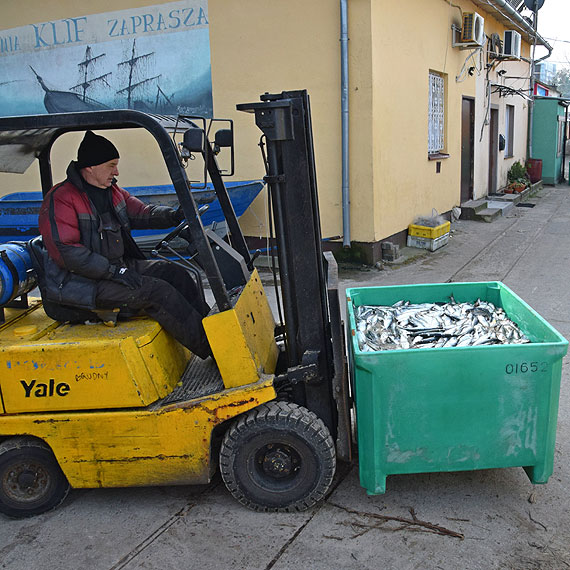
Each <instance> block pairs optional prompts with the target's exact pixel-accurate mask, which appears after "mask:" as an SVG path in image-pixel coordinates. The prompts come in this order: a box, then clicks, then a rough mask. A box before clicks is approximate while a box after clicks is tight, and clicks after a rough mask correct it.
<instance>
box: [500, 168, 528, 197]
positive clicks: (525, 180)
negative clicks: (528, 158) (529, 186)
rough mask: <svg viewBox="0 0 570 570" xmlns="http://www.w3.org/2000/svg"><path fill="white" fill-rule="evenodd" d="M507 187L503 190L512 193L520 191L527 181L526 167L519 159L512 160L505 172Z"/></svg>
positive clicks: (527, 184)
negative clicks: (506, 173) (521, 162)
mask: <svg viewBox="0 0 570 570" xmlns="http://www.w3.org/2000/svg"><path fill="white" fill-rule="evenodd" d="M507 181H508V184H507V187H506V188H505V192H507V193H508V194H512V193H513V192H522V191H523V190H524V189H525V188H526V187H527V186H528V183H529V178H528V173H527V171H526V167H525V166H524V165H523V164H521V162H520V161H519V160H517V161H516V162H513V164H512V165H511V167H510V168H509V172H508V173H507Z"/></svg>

...

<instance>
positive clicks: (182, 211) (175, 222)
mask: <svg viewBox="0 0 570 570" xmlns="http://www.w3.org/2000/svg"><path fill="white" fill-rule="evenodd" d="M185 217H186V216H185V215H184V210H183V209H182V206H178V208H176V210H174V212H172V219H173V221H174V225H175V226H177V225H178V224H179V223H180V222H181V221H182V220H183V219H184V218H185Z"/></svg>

• TASK PROMPT
Report how many lines of the records contain the string "negative". Give only the number.

• SOLUTION TO THIS EXERCISE
2